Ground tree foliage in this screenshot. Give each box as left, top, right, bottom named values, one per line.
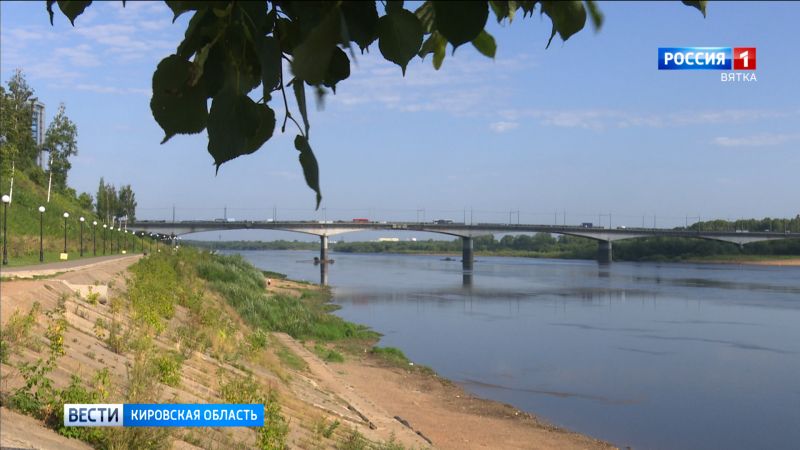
left=0, top=69, right=38, bottom=179
left=47, top=0, right=705, bottom=207
left=94, top=178, right=137, bottom=223
left=44, top=103, right=78, bottom=190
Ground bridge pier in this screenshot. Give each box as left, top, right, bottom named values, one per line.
left=319, top=234, right=328, bottom=265
left=597, top=241, right=613, bottom=264
left=461, top=237, right=475, bottom=270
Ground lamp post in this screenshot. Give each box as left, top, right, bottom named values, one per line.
left=3, top=194, right=11, bottom=266
left=64, top=212, right=69, bottom=253
left=78, top=216, right=86, bottom=258
left=39, top=206, right=44, bottom=262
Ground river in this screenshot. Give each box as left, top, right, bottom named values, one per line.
left=233, top=251, right=800, bottom=449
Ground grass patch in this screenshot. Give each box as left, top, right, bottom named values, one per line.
left=313, top=344, right=344, bottom=362
left=261, top=270, right=286, bottom=280
left=197, top=253, right=379, bottom=341
left=370, top=347, right=411, bottom=368
left=276, top=345, right=308, bottom=370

● ● ● ●

> **PROMPT**: Rewrite the rows between the one holding "Ground grass patch" and the one holding "left=197, top=253, right=379, bottom=341", inclusive, changing "grass patch" to "lawn" and leaving everything else the same.

> **ANSWER TO THIS PROBLEM**:
Ground lawn in this screenshot. Give each box as left, top, right, bottom named values, one per line.
left=313, top=344, right=344, bottom=362
left=261, top=270, right=286, bottom=280
left=197, top=253, right=379, bottom=341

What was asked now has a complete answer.